WHAT THE EXERCISE ASKS: Before copying, set the images aside; then transcribe every entry below exactly.

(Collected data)

↓↓↓

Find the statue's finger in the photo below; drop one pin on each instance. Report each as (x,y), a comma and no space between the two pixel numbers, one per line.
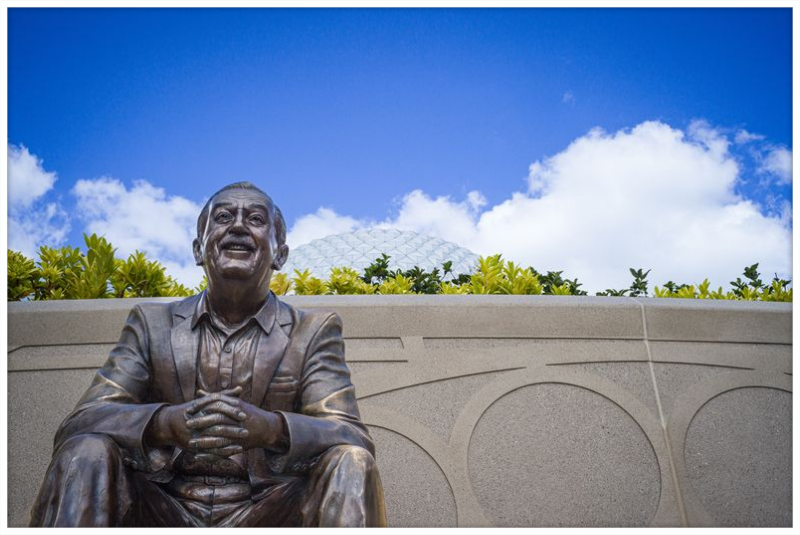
(207,420)
(229,392)
(203,402)
(226,451)
(230,431)
(200,403)
(231,411)
(203,443)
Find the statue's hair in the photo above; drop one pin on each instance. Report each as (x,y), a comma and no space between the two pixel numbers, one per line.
(278,223)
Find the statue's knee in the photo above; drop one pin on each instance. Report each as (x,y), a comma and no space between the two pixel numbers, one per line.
(90,447)
(351,456)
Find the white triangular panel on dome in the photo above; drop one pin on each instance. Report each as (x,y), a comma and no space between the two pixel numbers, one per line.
(359,249)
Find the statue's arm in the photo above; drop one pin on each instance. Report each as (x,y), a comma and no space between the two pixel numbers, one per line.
(329,413)
(114,403)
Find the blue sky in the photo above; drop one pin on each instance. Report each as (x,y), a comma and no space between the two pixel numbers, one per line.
(452,122)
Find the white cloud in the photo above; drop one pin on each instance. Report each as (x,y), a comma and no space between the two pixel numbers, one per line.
(442,217)
(142,218)
(321,223)
(27,179)
(743,136)
(649,197)
(778,162)
(31,221)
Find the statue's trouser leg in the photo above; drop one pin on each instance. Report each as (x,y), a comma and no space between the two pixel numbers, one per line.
(344,490)
(87,484)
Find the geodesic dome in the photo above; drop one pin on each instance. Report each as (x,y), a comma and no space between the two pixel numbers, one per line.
(360,248)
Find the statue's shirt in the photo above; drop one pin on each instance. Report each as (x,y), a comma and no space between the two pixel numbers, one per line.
(225,359)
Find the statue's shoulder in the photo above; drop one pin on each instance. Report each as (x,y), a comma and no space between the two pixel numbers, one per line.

↑↑↑

SOLVED PROBLEM:
Find the statue's finger in the photo below; drop one pin on each instance. Report each as (x,y), a comma and no space between the two pixel numbers, one per line.
(207,420)
(229,392)
(203,402)
(226,451)
(230,431)
(200,403)
(231,411)
(203,443)
Find the statue's hair in the photo above; drop one pin on each instance. Report each as (x,y), a comma and no space between the two pixel numbers, one per line.
(278,223)
Find the statue's knee in the photo above; drop one pin on each instance. Report each as (x,y), a comma and no space between the two pixel numbers, one per line.
(90,447)
(351,456)
Find the white triangular panel on dome in the photo above; drop one pin on each instance. Report each as (x,y), a comma and no space between the two pixel numbers, one per line.
(359,249)
Find the statue's arm in the photo above; drop one pin on each instance. Report each as (x,y), a comma and no space between the two pixel numbers, one per line.
(329,413)
(114,403)
Find the blue sky in the photo above; drop one pin on each instance. Report each as (x,y), a comma and no space between the two pixel numbers, one per line.
(452,122)
Find the white cloud in the photo above; drop one pin on each instance. Report each as (x,y), a comma and no space between the two pixel numbers, one per line.
(442,217)
(142,218)
(321,223)
(27,179)
(743,136)
(649,197)
(778,162)
(31,221)
Find the statue's trouser leg in the photo above; drop one pin on each instance. Report each as (x,y), a comma and no space between the two pixel numbers, one per line.
(344,490)
(87,484)
Find the geodesic dome in the photo above; drop one pin on each instance. Report each as (x,y), a comma and no space between the two pixel numbers, one per line.
(360,248)
Find the statue's shirt in the photo above; drop one pin on each instance. Report each as (x,y), a comma and no space between the two pixel numbers, one per line.
(225,359)
Find the statue's shoulder in the photo above; drop one pin on each instance. Report each as (x,y), a comma and no space between the two pixel numbers, one per line.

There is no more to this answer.